▸ Record excerpts:
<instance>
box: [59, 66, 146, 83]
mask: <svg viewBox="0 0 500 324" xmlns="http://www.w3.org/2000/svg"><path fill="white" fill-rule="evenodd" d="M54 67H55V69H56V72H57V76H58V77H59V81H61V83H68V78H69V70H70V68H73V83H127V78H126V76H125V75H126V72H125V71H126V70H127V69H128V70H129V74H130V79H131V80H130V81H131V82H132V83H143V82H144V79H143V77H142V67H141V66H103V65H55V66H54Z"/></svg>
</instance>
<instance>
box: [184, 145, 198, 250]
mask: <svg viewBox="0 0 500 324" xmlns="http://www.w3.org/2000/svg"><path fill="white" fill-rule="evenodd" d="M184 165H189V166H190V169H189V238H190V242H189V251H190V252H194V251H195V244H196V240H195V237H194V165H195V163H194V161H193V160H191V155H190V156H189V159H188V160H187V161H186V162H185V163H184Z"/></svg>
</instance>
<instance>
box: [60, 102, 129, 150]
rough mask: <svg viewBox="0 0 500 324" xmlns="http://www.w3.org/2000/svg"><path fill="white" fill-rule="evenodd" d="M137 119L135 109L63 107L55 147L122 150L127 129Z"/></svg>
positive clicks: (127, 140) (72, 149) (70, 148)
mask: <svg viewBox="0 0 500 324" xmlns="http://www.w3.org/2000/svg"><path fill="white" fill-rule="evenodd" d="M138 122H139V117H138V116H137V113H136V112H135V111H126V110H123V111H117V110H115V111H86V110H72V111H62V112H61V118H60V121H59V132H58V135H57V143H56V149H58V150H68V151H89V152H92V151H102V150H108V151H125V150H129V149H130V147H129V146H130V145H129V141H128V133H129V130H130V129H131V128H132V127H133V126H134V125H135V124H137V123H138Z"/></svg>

▸ Activity: Return each line of the data above verbatim.

▸ Output of the task:
<instance>
box: [59, 66, 146, 83]
mask: <svg viewBox="0 0 500 324" xmlns="http://www.w3.org/2000/svg"><path fill="white" fill-rule="evenodd" d="M54 67H55V69H56V72H57V76H58V77H59V81H61V83H68V78H69V70H70V68H73V83H127V78H126V76H125V75H126V72H125V71H126V70H127V69H128V70H129V74H130V79H131V80H130V81H131V82H132V83H143V82H144V79H143V77H142V67H141V66H103V65H55V66H54Z"/></svg>
</instance>
<instance>
box: [184, 145, 198, 250]
mask: <svg viewBox="0 0 500 324" xmlns="http://www.w3.org/2000/svg"><path fill="white" fill-rule="evenodd" d="M184 165H189V166H190V169H189V238H190V242H189V251H190V252H194V251H195V244H196V240H195V237H194V165H195V163H194V161H193V160H191V155H190V156H189V159H188V160H187V161H186V162H185V163H184Z"/></svg>
</instance>
<instance>
box: [60, 102, 129, 150]
rough mask: <svg viewBox="0 0 500 324" xmlns="http://www.w3.org/2000/svg"><path fill="white" fill-rule="evenodd" d="M137 119L135 109L63 107L55 147L122 150L127 129Z"/></svg>
positive clicks: (127, 140) (72, 149) (70, 148)
mask: <svg viewBox="0 0 500 324" xmlns="http://www.w3.org/2000/svg"><path fill="white" fill-rule="evenodd" d="M138 122H139V117H138V116H137V113H136V112H135V111H126V110H123V111H117V110H115V111H86V110H72V111H62V112H61V118H60V121H59V132H58V135H57V143H56V149H58V150H68V151H89V152H92V151H102V150H108V151H125V150H129V149H130V147H129V146H130V145H129V141H128V133H129V130H130V129H131V128H132V127H133V126H134V125H135V124H137V123H138Z"/></svg>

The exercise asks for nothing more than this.